Stated goal: Your task is to print every entry below exactly as given.

--------------------------------

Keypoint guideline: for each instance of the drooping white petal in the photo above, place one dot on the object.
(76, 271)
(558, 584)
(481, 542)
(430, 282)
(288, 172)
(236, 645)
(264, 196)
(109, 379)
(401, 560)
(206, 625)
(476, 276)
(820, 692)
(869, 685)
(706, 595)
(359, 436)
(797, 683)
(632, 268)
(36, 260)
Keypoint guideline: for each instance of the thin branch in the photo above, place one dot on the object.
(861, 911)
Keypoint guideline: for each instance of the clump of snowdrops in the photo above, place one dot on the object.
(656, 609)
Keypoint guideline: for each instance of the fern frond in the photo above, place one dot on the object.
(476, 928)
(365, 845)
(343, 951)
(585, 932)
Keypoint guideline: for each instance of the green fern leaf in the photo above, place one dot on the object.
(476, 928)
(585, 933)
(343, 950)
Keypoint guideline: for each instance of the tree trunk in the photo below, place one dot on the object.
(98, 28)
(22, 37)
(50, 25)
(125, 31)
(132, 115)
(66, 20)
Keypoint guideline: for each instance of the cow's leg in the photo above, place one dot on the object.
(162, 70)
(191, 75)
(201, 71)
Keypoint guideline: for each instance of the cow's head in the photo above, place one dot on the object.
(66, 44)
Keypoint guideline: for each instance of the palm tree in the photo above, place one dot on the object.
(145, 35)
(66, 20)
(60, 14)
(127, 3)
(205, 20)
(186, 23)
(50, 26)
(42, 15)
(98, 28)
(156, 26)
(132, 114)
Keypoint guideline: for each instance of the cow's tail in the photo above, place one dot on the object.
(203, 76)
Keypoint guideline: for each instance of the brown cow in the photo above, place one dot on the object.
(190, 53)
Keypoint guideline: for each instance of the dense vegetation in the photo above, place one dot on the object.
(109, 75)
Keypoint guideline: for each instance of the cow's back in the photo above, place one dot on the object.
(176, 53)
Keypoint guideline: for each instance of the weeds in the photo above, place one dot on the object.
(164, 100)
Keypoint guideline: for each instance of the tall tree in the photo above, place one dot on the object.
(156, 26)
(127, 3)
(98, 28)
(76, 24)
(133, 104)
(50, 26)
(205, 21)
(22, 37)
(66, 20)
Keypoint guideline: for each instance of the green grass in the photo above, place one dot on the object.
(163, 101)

--------------------------------

Answer in full:
Keypoint guideline: for each instance of the drooping white petal in the photo above, place one dot on the object.
(76, 271)
(558, 584)
(481, 542)
(430, 282)
(288, 172)
(236, 645)
(264, 196)
(109, 379)
(401, 560)
(206, 625)
(476, 276)
(820, 692)
(869, 685)
(706, 595)
(359, 436)
(797, 683)
(632, 268)
(36, 260)
Keypoint guideline: for each instance of the thin branch in the photo above, place one dot on the object.
(861, 911)
Keypoint guideline: for each instance of the clump of snowdrops in the photo above, place one dot on the object.
(656, 609)
Keypoint guideline: for each instance of the fern frond in the photo above, place one dot on the object.
(476, 928)
(365, 845)
(343, 951)
(585, 932)
Keypoint guideline: for each instance of the green fern leaf in the photo above, place one dot on the object.
(476, 928)
(585, 933)
(343, 950)
Keypoint guideline: for each instance of the tree trunk in the photo below, place one dot on the object.
(98, 28)
(22, 37)
(50, 25)
(125, 31)
(132, 115)
(66, 20)
Keypoint guideline: for each instance of the cow's leg in the photo above, place one dot on the object.
(162, 70)
(191, 75)
(201, 71)
Keypoint guideline: for each instance of the cow's head in the photo above, place one dot on the object.
(66, 44)
Keypoint guideline: for each instance of the palm tree in the photo above, place one dot on the object.
(145, 35)
(66, 20)
(60, 14)
(127, 3)
(205, 20)
(186, 23)
(50, 26)
(42, 15)
(98, 28)
(156, 26)
(132, 114)
Keypoint guideline: for each instance of the cow's tail in the photo above, place one dot on the object.
(203, 76)
Keypoint guideline: for each instance of the brown cow in the photo above, place one dot on the object.
(190, 53)
Keypoint guideline: for each instance of the dense vegetation in the photo above, place one dot on the object.
(109, 75)
Keypoint guideline: for each instance of the cow's back in the photo above, place one dot on the object.
(176, 53)
Keypoint guideline: for each instance of the weeds in the photo above, place one dot on the object.
(164, 100)
Keypoint guideline: for each instance of the tall tree in the photo above, place one dot on the object.
(156, 26)
(127, 3)
(98, 28)
(76, 24)
(133, 104)
(50, 26)
(205, 21)
(22, 37)
(66, 20)
Keypoint guideline: for each instance of the green grass in the photo above, place one dot on the object.
(163, 101)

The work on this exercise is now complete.